● PROBLEM TO SOLVE
Search the data below for "shoelace"; list each line that holds it.

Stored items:
=======
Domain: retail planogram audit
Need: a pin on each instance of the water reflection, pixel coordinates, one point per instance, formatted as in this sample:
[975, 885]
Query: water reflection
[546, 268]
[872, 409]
=======
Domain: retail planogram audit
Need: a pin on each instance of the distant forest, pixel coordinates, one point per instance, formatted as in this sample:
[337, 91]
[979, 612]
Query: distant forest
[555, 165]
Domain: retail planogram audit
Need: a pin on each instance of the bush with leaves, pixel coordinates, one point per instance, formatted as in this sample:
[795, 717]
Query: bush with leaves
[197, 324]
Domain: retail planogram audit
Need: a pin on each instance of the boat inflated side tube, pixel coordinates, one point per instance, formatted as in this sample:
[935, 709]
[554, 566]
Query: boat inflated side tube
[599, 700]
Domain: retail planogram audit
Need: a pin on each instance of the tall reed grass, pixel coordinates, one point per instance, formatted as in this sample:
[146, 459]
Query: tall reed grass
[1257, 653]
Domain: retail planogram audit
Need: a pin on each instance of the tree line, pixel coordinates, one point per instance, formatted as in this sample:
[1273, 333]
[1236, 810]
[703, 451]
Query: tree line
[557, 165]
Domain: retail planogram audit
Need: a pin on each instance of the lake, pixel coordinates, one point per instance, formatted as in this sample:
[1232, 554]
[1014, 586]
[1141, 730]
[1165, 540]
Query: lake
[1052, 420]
=======
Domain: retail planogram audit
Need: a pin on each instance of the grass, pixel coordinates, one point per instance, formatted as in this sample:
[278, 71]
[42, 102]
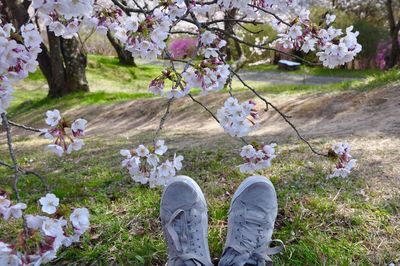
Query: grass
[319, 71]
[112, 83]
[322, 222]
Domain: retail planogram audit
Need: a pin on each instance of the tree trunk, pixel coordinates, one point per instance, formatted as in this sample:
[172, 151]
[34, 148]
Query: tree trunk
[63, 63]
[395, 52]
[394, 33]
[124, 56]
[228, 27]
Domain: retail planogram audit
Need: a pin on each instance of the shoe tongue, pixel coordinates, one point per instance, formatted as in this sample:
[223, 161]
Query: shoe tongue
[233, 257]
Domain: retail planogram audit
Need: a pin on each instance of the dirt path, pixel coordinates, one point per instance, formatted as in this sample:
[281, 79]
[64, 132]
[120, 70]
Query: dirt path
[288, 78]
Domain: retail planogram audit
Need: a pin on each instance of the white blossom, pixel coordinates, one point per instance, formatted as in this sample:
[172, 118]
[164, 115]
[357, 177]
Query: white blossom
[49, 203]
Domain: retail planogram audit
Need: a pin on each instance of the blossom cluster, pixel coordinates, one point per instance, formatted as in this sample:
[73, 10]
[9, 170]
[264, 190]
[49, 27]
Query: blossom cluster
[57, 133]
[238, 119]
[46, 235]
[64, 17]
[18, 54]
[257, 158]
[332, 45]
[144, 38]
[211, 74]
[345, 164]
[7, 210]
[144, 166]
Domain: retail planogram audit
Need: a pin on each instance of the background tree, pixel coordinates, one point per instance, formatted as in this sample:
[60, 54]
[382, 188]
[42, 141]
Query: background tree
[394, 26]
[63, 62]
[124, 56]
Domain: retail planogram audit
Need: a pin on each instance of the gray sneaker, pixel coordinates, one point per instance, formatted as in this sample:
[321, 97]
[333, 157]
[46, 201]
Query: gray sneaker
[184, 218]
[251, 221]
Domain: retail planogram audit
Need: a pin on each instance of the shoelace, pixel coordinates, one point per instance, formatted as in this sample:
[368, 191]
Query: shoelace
=======
● OUTPUT BELOW
Need: a pin on each instance of the shoelace, pixel coordinates, one point per instance, formatted as in this sample:
Query: shoelace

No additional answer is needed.